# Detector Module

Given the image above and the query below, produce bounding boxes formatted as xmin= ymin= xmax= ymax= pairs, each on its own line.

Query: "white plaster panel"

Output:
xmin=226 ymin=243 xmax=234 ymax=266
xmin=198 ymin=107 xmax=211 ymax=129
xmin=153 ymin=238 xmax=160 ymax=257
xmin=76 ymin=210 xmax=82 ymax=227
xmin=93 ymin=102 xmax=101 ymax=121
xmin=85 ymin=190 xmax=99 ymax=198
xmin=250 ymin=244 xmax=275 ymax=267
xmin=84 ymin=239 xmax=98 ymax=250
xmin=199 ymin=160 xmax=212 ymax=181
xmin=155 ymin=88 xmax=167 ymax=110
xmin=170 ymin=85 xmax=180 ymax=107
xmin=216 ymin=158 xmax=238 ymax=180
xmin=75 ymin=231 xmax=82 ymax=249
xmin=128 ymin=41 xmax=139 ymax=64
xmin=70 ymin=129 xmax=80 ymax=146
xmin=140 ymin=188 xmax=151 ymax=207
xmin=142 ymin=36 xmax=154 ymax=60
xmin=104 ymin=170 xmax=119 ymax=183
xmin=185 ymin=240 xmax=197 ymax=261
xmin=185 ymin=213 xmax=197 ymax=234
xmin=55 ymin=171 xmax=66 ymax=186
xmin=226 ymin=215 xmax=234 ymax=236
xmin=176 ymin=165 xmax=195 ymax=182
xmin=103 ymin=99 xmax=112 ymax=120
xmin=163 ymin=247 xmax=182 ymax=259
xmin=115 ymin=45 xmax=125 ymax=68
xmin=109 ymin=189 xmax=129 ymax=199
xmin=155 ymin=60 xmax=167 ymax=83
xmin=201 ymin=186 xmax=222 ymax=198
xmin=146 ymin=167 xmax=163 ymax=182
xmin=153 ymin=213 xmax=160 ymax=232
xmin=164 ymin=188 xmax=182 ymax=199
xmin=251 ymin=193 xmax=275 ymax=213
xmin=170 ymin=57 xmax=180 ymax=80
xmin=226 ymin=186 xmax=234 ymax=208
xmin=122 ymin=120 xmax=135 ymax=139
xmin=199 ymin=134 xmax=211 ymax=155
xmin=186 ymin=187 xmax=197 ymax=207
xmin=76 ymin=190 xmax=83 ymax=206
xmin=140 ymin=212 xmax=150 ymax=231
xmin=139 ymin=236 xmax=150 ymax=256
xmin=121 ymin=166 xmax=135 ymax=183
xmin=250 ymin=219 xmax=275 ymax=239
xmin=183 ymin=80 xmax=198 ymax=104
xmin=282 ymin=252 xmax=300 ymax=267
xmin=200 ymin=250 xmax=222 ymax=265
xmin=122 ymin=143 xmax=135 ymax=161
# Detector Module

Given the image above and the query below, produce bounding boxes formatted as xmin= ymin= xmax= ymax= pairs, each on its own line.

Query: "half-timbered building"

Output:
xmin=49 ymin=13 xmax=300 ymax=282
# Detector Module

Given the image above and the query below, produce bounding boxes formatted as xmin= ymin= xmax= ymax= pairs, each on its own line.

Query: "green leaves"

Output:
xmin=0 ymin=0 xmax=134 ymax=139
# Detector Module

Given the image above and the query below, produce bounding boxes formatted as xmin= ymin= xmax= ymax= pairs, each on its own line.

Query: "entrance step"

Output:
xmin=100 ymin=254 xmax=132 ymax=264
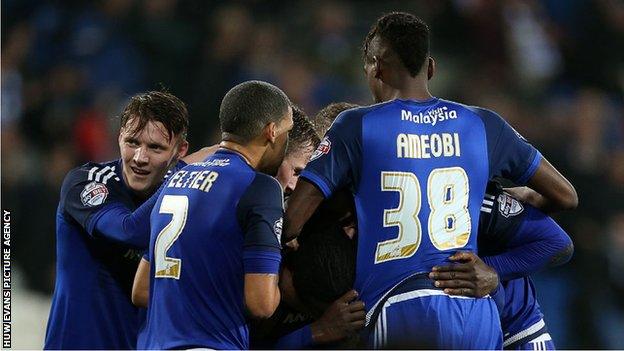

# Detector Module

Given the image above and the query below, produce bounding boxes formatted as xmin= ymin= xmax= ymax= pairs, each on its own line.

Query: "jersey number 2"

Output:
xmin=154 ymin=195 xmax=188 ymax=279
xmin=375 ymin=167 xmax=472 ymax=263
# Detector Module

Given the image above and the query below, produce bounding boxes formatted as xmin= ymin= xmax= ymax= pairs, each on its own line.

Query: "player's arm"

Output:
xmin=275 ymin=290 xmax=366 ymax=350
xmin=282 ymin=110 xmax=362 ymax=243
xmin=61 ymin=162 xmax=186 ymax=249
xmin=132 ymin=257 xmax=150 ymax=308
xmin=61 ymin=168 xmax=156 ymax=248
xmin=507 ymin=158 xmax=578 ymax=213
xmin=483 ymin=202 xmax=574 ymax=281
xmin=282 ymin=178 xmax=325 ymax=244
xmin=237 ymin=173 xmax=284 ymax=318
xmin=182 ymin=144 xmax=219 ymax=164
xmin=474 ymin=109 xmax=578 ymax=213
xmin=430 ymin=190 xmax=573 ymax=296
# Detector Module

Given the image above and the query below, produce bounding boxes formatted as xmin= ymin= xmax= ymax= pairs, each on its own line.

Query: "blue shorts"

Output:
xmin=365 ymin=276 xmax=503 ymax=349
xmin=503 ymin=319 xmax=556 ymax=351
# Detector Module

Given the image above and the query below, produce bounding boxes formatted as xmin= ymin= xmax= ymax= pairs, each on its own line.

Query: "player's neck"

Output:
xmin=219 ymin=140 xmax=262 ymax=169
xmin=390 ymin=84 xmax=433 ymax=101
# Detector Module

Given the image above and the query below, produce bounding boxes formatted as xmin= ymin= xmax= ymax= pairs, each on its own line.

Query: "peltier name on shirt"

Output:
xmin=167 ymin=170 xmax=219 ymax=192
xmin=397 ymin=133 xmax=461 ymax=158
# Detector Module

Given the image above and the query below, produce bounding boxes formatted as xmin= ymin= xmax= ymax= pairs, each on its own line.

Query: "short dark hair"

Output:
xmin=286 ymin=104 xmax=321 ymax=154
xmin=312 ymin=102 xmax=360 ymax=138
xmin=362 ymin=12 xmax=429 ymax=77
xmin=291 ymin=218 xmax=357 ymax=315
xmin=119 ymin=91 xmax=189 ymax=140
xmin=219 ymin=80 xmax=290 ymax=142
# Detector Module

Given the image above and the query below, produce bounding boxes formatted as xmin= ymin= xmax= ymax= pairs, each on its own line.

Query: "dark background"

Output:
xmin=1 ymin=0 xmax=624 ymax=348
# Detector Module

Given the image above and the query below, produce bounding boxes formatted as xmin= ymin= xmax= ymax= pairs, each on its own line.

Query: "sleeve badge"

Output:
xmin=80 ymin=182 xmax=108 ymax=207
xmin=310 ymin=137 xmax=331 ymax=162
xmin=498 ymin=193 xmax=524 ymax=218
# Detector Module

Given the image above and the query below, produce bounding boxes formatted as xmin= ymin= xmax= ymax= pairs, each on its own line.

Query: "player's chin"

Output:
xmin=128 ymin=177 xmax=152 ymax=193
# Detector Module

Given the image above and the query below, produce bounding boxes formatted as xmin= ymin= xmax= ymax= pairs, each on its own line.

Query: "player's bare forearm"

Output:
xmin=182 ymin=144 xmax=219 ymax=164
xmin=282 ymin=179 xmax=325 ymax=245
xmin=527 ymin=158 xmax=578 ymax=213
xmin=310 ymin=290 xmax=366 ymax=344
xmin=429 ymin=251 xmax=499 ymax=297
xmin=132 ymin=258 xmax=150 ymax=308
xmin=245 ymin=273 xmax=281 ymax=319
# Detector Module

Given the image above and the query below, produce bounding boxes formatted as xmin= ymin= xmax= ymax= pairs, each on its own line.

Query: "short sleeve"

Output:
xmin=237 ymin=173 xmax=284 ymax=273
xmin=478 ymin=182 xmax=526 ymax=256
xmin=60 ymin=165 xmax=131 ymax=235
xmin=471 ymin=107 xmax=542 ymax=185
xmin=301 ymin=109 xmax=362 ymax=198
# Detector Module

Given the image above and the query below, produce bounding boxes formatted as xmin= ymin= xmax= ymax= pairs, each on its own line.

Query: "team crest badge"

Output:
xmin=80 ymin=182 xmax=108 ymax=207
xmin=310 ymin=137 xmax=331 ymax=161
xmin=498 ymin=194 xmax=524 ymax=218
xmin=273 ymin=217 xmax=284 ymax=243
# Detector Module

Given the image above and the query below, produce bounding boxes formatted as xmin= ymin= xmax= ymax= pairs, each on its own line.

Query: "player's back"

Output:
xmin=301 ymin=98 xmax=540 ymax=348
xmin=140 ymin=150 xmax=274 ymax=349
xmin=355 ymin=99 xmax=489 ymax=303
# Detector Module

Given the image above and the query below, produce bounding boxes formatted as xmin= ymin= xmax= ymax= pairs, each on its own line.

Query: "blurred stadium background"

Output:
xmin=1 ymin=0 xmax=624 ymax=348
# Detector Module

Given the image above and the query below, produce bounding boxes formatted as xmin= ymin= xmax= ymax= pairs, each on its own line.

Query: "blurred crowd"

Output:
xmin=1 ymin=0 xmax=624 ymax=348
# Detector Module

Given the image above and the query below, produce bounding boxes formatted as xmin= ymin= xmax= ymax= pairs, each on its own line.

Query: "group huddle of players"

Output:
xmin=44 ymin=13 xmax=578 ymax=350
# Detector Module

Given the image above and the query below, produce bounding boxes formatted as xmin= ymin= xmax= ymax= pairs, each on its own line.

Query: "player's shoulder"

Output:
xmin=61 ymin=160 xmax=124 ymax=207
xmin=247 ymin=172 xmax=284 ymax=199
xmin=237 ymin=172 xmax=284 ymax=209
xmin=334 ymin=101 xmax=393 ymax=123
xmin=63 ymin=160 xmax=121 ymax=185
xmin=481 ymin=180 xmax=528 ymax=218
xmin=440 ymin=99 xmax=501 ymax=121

_JOB_:
Count the lines in the rows above that contain the word "dark", and state only that number.

_SOLUTION TO THE PROBLEM_:
2